--- Dataset ---
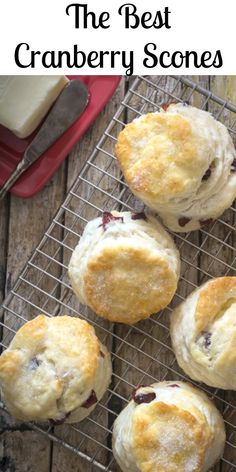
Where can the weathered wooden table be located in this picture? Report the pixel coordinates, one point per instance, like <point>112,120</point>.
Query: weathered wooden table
<point>22,224</point>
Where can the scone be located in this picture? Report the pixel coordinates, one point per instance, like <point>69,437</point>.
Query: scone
<point>125,267</point>
<point>54,369</point>
<point>169,426</point>
<point>203,333</point>
<point>182,163</point>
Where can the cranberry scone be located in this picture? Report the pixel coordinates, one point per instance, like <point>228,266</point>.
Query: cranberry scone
<point>181,162</point>
<point>55,369</point>
<point>125,267</point>
<point>203,333</point>
<point>169,426</point>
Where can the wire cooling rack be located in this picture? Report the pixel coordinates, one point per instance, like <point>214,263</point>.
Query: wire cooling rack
<point>141,354</point>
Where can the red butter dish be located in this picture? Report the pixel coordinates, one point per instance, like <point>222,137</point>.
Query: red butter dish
<point>100,89</point>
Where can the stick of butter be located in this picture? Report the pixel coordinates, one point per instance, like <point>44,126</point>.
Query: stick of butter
<point>25,100</point>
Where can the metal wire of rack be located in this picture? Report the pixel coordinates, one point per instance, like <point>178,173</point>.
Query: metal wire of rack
<point>141,354</point>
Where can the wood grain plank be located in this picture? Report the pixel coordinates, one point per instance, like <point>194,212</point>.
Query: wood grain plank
<point>28,221</point>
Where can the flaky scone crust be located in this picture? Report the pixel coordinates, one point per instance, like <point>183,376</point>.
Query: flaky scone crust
<point>179,430</point>
<point>127,270</point>
<point>51,368</point>
<point>203,333</point>
<point>181,163</point>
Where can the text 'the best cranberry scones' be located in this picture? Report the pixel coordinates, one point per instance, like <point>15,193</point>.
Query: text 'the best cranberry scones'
<point>203,333</point>
<point>182,163</point>
<point>55,369</point>
<point>169,426</point>
<point>125,267</point>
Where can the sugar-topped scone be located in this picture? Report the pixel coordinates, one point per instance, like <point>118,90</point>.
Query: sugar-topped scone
<point>55,369</point>
<point>203,332</point>
<point>169,426</point>
<point>182,163</point>
<point>125,267</point>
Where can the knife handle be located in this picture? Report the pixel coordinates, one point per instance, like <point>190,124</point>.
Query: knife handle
<point>13,177</point>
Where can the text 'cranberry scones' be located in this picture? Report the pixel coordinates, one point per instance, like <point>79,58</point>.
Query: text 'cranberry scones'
<point>125,267</point>
<point>54,369</point>
<point>169,426</point>
<point>203,333</point>
<point>182,163</point>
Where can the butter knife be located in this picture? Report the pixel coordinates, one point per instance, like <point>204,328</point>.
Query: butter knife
<point>65,111</point>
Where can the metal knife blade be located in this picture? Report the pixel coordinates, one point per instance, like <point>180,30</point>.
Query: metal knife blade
<point>66,110</point>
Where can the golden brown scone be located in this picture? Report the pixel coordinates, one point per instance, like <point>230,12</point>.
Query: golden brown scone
<point>125,267</point>
<point>203,333</point>
<point>169,426</point>
<point>54,369</point>
<point>182,163</point>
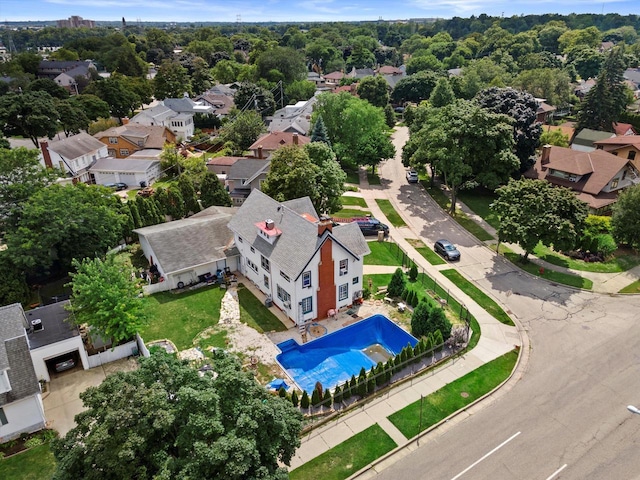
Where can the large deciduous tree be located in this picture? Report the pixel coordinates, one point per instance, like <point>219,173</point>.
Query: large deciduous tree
<point>105,296</point>
<point>164,420</point>
<point>533,211</point>
<point>30,114</point>
<point>465,143</point>
<point>625,221</point>
<point>607,99</point>
<point>60,223</point>
<point>521,107</point>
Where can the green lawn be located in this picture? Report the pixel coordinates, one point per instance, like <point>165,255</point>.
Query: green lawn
<point>551,275</point>
<point>350,213</point>
<point>348,201</point>
<point>180,317</point>
<point>482,299</point>
<point>390,213</point>
<point>454,396</point>
<point>478,201</point>
<point>621,262</point>
<point>255,314</point>
<point>633,288</point>
<point>345,459</point>
<point>34,464</point>
<point>432,257</point>
<point>381,254</point>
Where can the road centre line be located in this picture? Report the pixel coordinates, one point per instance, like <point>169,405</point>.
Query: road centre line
<point>486,455</point>
<point>550,477</point>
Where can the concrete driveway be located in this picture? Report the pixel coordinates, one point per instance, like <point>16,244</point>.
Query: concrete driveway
<point>62,400</point>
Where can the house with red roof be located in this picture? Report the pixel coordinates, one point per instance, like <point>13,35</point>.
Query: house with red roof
<point>596,177</point>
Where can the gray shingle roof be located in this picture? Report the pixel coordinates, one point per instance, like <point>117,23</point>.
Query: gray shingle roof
<point>299,240</point>
<point>76,146</point>
<point>183,244</point>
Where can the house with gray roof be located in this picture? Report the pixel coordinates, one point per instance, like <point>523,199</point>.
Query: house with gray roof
<point>21,408</point>
<point>132,172</point>
<point>186,251</point>
<point>74,155</point>
<point>308,267</point>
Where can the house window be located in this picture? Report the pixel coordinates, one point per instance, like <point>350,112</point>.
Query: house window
<point>344,267</point>
<point>307,305</point>
<point>252,265</point>
<point>343,291</point>
<point>284,296</point>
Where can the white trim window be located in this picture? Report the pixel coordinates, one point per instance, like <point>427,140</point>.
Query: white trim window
<point>307,305</point>
<point>343,292</point>
<point>306,279</point>
<point>344,267</point>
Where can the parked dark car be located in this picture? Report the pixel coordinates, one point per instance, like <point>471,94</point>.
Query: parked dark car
<point>118,186</point>
<point>447,250</point>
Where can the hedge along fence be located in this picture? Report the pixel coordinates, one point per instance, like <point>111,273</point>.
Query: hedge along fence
<point>411,362</point>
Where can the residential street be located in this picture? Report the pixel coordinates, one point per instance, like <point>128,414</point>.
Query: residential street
<point>566,416</point>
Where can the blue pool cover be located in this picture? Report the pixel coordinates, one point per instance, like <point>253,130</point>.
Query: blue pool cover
<point>334,358</point>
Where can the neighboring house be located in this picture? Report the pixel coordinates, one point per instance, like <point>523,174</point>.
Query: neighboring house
<point>585,139</point>
<point>185,251</point>
<point>133,172</point>
<point>595,176</point>
<point>21,408</point>
<point>270,142</point>
<point>126,139</point>
<point>52,68</point>
<point>52,337</point>
<point>244,176</point>
<point>627,146</point>
<point>181,124</point>
<point>221,165</point>
<point>74,155</point>
<point>293,118</point>
<point>305,265</point>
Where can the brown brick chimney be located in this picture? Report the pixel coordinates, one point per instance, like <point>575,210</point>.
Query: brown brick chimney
<point>546,152</point>
<point>44,146</point>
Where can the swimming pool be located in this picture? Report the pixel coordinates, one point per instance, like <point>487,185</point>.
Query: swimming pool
<point>334,358</point>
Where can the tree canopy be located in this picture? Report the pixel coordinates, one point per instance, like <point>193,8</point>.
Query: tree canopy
<point>164,420</point>
<point>533,211</point>
<point>106,297</point>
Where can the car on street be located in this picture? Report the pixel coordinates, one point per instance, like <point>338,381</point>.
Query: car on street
<point>118,186</point>
<point>412,176</point>
<point>447,249</point>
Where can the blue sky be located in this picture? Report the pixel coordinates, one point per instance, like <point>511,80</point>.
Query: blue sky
<point>299,10</point>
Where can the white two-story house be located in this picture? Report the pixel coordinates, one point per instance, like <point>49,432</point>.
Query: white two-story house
<point>306,265</point>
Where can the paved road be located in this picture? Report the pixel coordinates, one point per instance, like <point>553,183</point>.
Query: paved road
<point>566,418</point>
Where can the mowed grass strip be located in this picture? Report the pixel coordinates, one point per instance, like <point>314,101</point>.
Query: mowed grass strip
<point>390,212</point>
<point>255,314</point>
<point>381,254</point>
<point>481,298</point>
<point>181,316</point>
<point>345,459</point>
<point>37,463</point>
<point>432,257</point>
<point>353,201</point>
<point>454,396</point>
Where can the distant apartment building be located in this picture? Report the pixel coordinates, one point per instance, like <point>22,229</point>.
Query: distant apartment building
<point>75,22</point>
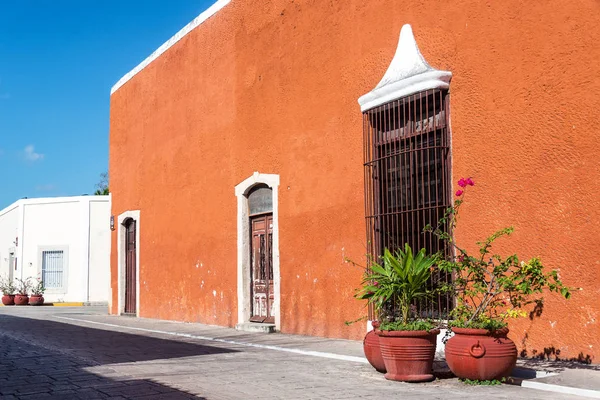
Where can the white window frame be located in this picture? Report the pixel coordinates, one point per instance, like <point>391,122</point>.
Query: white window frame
<point>65,251</point>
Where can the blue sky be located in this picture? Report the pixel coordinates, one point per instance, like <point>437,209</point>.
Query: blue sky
<point>58,61</point>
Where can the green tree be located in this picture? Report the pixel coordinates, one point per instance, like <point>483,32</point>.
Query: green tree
<point>102,186</point>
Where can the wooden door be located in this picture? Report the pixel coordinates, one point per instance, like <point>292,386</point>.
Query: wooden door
<point>12,266</point>
<point>130,268</point>
<point>262,269</point>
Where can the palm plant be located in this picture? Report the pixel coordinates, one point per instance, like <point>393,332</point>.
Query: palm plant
<point>401,279</point>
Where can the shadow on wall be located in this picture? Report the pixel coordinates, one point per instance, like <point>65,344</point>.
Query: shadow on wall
<point>551,353</point>
<point>55,357</point>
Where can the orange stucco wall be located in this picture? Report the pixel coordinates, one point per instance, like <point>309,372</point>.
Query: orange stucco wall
<point>272,86</point>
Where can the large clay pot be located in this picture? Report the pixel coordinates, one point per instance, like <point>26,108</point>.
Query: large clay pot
<point>21,300</point>
<point>8,299</point>
<point>373,351</point>
<point>408,355</point>
<point>480,354</point>
<point>35,300</point>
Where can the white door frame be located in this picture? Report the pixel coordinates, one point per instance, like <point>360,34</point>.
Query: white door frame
<point>135,215</point>
<point>243,246</point>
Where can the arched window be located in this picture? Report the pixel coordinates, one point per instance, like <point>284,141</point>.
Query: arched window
<point>260,200</point>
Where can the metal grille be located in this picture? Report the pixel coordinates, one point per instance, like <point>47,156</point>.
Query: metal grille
<point>53,269</point>
<point>407,179</point>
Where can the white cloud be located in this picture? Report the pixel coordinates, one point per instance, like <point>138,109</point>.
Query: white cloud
<point>31,155</point>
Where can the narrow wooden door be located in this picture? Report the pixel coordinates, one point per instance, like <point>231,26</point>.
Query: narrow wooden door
<point>130,268</point>
<point>262,269</point>
<point>12,266</point>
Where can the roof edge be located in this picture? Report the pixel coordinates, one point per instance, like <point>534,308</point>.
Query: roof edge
<point>54,200</point>
<point>206,14</point>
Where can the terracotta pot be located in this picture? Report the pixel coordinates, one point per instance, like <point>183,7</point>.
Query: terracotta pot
<point>35,300</point>
<point>408,355</point>
<point>21,300</point>
<point>8,299</point>
<point>481,354</point>
<point>373,351</point>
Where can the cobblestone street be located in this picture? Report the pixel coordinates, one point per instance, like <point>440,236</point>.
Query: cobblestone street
<point>81,353</point>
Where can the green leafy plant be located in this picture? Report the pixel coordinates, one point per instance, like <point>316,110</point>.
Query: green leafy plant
<point>23,286</point>
<point>38,289</point>
<point>489,288</point>
<point>7,286</point>
<point>399,280</point>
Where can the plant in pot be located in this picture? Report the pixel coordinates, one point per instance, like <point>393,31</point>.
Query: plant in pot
<point>8,292</point>
<point>37,293</point>
<point>489,289</point>
<point>393,286</point>
<point>23,288</point>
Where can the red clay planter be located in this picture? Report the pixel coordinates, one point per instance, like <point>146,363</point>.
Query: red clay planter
<point>373,351</point>
<point>481,354</point>
<point>35,300</point>
<point>8,299</point>
<point>408,355</point>
<point>21,300</point>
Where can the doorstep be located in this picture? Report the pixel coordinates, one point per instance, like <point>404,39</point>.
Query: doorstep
<point>255,327</point>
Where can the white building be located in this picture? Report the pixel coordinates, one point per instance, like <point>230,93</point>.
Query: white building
<point>63,240</point>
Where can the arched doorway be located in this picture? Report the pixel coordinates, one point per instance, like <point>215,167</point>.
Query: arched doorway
<point>130,306</point>
<point>257,225</point>
<point>260,211</point>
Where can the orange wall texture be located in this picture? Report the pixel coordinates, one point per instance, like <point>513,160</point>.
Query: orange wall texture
<point>272,86</point>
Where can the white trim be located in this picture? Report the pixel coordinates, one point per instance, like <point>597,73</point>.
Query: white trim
<point>135,215</point>
<point>243,245</point>
<point>312,353</point>
<point>85,246</point>
<point>53,200</point>
<point>407,74</point>
<point>65,279</point>
<point>209,12</point>
<point>20,241</point>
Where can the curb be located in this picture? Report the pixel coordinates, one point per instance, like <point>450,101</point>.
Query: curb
<point>68,304</point>
<point>548,387</point>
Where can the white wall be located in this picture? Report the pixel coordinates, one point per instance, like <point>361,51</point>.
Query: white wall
<point>60,224</point>
<point>9,222</point>
<point>99,250</point>
<point>80,226</point>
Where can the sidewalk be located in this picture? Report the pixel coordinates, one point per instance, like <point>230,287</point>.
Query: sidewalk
<point>227,364</point>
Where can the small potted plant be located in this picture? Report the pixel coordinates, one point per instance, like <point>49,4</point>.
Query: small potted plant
<point>489,289</point>
<point>394,286</point>
<point>37,293</point>
<point>8,292</point>
<point>23,288</point>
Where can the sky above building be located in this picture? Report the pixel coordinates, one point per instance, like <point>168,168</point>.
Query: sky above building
<point>58,62</point>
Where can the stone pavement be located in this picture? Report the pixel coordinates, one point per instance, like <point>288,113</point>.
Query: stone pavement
<point>82,353</point>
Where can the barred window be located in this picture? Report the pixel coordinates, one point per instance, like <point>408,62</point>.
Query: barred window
<point>407,178</point>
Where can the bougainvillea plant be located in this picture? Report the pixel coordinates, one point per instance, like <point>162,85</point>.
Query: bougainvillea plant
<point>489,288</point>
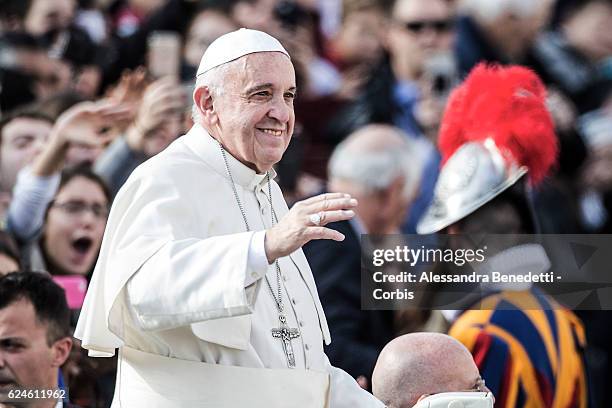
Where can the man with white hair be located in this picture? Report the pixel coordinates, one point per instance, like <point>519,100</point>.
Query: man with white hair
<point>378,165</point>
<point>415,365</point>
<point>201,281</point>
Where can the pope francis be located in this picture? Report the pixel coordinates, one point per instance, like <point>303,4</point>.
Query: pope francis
<point>201,282</point>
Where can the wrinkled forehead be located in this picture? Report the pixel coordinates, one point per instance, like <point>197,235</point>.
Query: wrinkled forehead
<point>273,68</point>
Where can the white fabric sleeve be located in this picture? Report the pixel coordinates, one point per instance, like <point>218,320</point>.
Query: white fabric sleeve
<point>31,196</point>
<point>193,280</point>
<point>344,392</point>
<point>258,261</point>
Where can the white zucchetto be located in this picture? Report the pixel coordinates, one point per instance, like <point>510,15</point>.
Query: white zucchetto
<point>237,44</point>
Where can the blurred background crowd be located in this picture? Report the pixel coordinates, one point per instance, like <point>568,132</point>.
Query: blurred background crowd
<point>89,89</point>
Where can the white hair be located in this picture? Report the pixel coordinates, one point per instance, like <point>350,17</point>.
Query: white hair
<point>490,10</point>
<point>214,80</point>
<point>376,169</point>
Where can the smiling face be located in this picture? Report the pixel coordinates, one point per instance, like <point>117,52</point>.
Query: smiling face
<point>26,359</point>
<point>253,115</point>
<point>73,231</point>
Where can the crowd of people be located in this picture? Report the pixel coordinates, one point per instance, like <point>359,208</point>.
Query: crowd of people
<point>91,89</point>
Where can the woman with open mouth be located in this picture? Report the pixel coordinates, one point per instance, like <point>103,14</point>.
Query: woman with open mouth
<point>74,225</point>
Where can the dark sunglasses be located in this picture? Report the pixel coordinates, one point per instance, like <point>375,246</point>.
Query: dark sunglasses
<point>441,26</point>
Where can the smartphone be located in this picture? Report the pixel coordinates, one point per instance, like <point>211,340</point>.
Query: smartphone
<point>164,54</point>
<point>75,287</point>
<point>441,73</point>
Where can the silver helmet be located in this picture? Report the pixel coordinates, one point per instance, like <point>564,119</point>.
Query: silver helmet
<point>474,175</point>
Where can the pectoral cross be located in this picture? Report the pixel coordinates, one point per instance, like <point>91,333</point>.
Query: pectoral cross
<point>285,334</point>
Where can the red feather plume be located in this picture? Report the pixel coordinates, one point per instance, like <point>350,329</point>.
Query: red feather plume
<point>507,104</point>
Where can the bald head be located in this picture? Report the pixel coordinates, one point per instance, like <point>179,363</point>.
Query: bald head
<point>373,157</point>
<point>417,364</point>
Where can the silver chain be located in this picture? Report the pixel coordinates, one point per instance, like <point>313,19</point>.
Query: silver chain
<point>278,300</point>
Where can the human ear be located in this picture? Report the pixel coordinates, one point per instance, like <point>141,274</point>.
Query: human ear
<point>203,99</point>
<point>61,351</point>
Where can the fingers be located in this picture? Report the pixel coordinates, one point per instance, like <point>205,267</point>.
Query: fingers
<point>323,197</point>
<point>344,203</point>
<point>333,216</point>
<point>323,233</point>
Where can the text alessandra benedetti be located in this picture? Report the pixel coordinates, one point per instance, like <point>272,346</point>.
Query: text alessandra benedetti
<point>492,277</point>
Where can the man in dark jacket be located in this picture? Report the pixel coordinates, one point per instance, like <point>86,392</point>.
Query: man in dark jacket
<point>378,166</point>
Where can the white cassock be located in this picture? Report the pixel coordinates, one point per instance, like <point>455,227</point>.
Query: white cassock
<point>175,290</point>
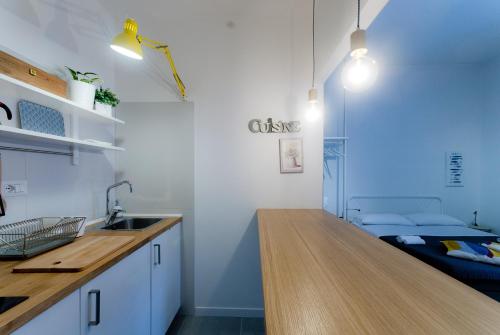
---
Copy the entries from the line with "Where can the arched doorway" up to and including the line with "<point>260,211</point>", substituting "front entrance" for "arched doorway" and leaving everything else unchanged.

Where can the front entrance be located in this picture? Report the pixel coordinates, one point per instance, like <point>215,167</point>.
Query: front entrance
<point>130,306</point>
<point>257,225</point>
<point>260,211</point>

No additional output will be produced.